───── Provided text
Friday 5 May
Breakfast with my hosts - James and Joanie Reilly in Naas was a great start to the day. Hearing their story and listening to their wisdom as they reflect on some of the challenges for churches (mental health, leadership, unity...) was such a privilege.
From Naas, I head south to Kilkenny where I meet up with Chloe again and together we chat with Eileen. This incredible lady, now in her 70s, has such an amazing story and we feel awe-struck just listening to her.
Getting married to a farmer, having three children and a beautiful home, everything seemed perfect for Eileen until her husband became ill with Motor Neurone Disease. In 1984, their 11-year-old son died and soon after Eileen's husband died. The house and farm had to be sold to cover debts and Eileen was left heartbroken and devastated.
For a long time, Eileen was angry at God, blaming him for taking everything from her but attending an Alpha course in her parish changed all that. "I heard three words - God loves me. They were ringing in my ears. I learned about a God who was alive and I was so hungry to find him."
Eileen began a journey that was to completely transform her life. "The joy that you see is not that I don’t have trials and suffering, like everybody but it is because the Lord is on my side. I love the story of Job - he lost everything, like me. I can say the same as him, I know that my redeemer lives. All I want to do is to get to know him and the power of his resurrection."
Eileen is active in her parish as a reader and loves to help other people who have suffered. She worked with the Samaritans for many years and still loves to draw alongside people who are going through tough times.
After a lovely lunch with Chloe, she heads back up to Dublin. Another drive brings me to Waterford, where I meet up with Methodist minister, the Rev. Sahr Yambasu. Originally from Sierra Leone, Sahr met and married his Irish wife while he was studying at Queen's university but he never expected to be living and ministering here. The civil war in Sierra Leone meant the family had to move back to Ireland to live.
──────────
───── Material shown
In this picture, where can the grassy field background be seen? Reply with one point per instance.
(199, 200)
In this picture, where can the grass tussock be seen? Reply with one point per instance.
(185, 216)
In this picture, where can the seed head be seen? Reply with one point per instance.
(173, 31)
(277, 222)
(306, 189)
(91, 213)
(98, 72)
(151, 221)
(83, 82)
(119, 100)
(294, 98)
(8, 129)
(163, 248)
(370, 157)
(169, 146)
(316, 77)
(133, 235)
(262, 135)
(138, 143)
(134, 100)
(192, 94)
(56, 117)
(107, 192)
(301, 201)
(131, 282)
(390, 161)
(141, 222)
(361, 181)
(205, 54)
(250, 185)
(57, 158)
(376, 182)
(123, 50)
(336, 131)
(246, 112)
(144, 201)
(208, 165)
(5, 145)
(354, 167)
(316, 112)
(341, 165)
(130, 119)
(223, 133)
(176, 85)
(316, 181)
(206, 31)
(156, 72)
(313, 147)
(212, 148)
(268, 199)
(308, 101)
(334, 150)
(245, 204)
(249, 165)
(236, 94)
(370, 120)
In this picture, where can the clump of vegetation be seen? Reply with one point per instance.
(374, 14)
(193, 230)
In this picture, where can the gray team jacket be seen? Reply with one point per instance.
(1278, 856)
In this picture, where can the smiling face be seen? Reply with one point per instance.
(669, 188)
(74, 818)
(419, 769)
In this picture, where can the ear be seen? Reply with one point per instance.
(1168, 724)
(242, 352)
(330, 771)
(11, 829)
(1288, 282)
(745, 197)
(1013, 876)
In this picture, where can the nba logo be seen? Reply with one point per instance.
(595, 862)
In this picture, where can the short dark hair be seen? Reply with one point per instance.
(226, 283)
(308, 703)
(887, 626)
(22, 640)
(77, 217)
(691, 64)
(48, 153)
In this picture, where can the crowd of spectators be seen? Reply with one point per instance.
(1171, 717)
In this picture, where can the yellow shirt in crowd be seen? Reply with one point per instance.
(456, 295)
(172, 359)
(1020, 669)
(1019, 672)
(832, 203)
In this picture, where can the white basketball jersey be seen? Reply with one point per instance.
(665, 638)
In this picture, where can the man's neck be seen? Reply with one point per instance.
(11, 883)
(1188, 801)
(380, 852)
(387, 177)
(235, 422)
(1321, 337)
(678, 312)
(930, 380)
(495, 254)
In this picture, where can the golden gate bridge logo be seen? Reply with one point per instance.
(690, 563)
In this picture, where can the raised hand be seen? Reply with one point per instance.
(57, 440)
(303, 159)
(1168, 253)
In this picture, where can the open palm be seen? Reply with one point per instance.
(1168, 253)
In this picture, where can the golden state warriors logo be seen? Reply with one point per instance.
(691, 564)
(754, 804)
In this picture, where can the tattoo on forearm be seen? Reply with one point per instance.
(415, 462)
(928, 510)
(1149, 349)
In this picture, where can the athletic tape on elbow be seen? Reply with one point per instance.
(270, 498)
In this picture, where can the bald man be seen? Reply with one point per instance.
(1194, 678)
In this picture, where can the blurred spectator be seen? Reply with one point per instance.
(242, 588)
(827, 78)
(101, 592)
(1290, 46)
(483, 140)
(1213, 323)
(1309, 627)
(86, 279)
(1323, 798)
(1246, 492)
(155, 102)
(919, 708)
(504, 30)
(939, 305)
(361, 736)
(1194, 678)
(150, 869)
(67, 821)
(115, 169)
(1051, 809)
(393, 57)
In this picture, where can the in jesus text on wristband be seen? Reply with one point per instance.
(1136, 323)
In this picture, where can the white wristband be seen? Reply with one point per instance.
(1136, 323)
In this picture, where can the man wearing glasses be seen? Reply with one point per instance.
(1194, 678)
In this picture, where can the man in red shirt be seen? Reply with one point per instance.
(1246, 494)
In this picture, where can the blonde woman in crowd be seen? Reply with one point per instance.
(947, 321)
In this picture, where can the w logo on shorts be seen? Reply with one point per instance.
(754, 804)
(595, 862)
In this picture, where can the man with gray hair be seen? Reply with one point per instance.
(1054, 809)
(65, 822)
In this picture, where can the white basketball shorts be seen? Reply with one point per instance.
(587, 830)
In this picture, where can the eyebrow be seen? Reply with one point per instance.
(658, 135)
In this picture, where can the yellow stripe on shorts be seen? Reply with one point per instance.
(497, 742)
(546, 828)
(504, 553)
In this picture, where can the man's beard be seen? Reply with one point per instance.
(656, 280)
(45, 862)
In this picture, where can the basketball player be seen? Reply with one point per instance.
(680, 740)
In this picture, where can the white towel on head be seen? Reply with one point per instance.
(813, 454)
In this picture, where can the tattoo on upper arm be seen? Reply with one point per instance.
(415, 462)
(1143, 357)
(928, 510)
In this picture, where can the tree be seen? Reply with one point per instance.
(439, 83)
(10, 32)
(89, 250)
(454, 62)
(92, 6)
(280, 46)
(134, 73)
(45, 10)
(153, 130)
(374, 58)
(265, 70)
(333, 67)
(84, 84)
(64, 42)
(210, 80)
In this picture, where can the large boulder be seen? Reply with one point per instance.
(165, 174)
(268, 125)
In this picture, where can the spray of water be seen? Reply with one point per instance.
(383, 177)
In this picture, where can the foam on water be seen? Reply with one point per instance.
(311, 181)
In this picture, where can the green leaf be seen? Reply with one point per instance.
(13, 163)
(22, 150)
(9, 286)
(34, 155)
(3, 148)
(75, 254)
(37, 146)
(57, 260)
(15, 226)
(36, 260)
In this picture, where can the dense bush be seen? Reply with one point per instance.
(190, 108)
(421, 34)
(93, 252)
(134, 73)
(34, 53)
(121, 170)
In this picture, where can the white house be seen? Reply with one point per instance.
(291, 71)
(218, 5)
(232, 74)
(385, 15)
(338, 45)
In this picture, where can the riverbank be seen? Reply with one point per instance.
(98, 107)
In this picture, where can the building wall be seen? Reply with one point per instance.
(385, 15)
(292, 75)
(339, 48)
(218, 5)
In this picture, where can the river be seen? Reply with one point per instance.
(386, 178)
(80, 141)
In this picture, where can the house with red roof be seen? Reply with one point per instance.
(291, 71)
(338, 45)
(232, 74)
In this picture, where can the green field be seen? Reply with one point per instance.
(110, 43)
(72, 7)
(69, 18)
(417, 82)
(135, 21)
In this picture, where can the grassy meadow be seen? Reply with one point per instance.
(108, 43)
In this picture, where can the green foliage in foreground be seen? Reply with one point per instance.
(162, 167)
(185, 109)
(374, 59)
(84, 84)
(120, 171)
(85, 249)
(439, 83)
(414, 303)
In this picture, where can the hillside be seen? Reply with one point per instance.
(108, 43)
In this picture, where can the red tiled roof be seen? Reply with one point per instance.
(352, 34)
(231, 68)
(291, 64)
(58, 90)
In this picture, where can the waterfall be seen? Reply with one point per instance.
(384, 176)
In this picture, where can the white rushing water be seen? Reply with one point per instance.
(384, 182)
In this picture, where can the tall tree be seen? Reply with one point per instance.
──────────
-- Problem requirements --
Return the passage of the Eileen diary entry that begins at "Eileen began a" and ends at "through tough times.", copied word for word.

-- Exercise solution --
Eileen began a journey that was to completely transform her life. "The joy that you see is not that I don’t have trials and suffering, like everybody but it is because the Lord is on my side. I love the story of Job - he lost everything, like me. I can say the same as him, I know that my redeemer lives. All I want to do is to get to know him and the power of his resurrection."
Eileen is active in her parish as a reader and loves to help other people who have suffered. She worked with the Samaritans for many years and still loves to draw alongside people who are going through tough times.